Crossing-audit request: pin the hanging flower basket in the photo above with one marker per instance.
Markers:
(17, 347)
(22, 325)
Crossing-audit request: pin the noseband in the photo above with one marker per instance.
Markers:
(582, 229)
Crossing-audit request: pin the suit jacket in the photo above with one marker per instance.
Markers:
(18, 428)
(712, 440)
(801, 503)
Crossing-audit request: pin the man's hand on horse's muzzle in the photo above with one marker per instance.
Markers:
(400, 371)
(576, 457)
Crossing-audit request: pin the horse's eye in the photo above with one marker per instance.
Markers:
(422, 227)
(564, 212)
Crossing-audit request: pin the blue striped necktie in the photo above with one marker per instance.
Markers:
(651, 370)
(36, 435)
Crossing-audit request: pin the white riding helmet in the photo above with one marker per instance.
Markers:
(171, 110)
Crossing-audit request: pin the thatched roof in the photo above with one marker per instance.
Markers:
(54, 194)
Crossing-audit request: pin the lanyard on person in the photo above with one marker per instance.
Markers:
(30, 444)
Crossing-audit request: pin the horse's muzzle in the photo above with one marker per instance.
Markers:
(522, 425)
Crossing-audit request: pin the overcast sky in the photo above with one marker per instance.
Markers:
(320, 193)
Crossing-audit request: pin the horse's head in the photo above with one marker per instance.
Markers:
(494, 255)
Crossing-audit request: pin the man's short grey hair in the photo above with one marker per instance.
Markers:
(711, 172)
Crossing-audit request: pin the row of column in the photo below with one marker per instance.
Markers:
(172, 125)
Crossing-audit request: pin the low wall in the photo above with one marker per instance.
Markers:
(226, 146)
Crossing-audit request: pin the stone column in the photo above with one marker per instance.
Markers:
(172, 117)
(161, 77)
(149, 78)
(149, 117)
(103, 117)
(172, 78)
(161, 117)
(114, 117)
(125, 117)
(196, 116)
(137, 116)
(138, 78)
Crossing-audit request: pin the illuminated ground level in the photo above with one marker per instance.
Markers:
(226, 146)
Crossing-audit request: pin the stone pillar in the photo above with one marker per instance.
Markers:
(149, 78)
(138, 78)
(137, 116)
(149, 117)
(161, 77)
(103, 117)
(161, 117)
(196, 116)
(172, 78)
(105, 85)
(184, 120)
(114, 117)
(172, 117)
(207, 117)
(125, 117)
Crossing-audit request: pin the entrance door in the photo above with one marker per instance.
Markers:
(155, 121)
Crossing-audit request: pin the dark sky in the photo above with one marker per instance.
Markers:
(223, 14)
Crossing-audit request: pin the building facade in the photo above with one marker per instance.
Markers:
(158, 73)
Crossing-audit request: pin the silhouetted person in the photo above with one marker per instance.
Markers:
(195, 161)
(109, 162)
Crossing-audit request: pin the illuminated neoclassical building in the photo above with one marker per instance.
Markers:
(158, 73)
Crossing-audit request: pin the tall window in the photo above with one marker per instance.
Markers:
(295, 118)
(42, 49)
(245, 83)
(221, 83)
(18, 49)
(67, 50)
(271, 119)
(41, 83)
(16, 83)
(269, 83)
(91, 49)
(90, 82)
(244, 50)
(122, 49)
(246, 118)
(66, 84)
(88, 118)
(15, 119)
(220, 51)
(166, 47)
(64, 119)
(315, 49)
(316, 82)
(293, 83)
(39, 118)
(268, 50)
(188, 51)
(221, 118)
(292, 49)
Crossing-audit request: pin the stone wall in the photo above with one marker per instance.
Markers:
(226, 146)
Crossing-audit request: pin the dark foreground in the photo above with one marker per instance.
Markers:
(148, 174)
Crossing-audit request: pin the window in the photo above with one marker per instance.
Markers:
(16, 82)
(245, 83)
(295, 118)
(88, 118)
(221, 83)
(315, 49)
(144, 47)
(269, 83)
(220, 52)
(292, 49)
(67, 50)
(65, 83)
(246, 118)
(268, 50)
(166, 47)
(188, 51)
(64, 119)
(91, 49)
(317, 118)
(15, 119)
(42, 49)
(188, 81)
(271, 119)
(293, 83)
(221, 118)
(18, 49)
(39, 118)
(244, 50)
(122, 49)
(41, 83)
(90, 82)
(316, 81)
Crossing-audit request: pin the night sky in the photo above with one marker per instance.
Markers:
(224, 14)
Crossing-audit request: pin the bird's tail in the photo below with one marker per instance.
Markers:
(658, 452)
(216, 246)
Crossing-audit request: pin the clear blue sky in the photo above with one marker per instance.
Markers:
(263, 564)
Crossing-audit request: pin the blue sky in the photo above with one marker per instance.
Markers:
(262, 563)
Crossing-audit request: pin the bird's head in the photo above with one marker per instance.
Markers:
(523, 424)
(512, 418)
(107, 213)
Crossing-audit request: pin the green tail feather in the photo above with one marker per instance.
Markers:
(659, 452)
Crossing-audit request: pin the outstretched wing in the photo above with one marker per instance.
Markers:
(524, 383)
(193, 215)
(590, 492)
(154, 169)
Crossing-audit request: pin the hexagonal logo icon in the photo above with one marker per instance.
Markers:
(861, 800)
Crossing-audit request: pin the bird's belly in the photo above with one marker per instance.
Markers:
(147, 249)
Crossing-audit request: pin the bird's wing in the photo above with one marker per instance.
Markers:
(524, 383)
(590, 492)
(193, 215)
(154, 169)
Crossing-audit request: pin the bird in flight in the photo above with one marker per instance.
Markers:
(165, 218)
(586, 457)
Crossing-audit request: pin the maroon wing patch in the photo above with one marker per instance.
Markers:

--- Directive ---
Only the lines from the one containing "Crossing-audit request: pin the stone wall" to the end of the data should be printed, exactly as they stand.

--- Answer for this exercise ---
Crossing-audit request: pin the stone wall in the photo above with one marker per instance.
Markers:
(226, 146)
Crossing-audit request: pin the dark foreground in the photo above with one marker per instance.
Markers:
(148, 174)
Crossing-audit request: pin the window in the photo above with one marker per instance.
Markers:
(16, 82)
(245, 83)
(295, 118)
(88, 118)
(221, 83)
(315, 49)
(144, 47)
(269, 83)
(220, 52)
(292, 49)
(67, 50)
(65, 83)
(246, 118)
(268, 50)
(166, 47)
(188, 51)
(64, 119)
(91, 49)
(317, 118)
(15, 119)
(42, 49)
(188, 81)
(271, 119)
(293, 83)
(221, 118)
(18, 49)
(39, 118)
(244, 50)
(122, 49)
(41, 83)
(90, 82)
(316, 81)
Crossing-audit request: pin the night sky in the photo above with one marker per instance.
Markers:
(224, 14)
Crossing-audit request: pin the bird's tail in the photo below with one marker per instance.
Markers:
(658, 452)
(216, 246)
Crossing-audit request: pin the clear blue sky in the photo above with one marker per instance.
Markers:
(263, 564)
Crossing-audit request: pin the blue sky in the photo above with one marker per instance.
Markers:
(262, 563)
Crossing-audit request: pin the bird's head in the photo above with one marker per instance.
Markers:
(523, 424)
(512, 418)
(107, 213)
Crossing-audit request: pin the green tail feather in the photo above with one marker per instance.
Markers:
(659, 452)
Crossing-audit request: pin the outstretched wing in the photo above with one marker per instance.
Markers:
(524, 383)
(193, 215)
(590, 492)
(154, 169)
Crossing-audit request: pin the hexagonal logo icon in the photo above with one marker per instance.
Markers:
(861, 800)
Crossing-audit request: pin the bird's belly in the photo above with one marker per instance.
Markers:
(147, 249)
Crossing-audit request: pin the bird's wing in the photo above with one marker per instance.
Markers:
(524, 383)
(590, 492)
(193, 215)
(154, 169)
Crossing-audit request: pin the bird in flight in the photo above with one marker per instance.
Markers:
(165, 218)
(586, 457)
Crossing-audit request: pin the maroon wing patch in the photo above with one marker per instance.
Markers:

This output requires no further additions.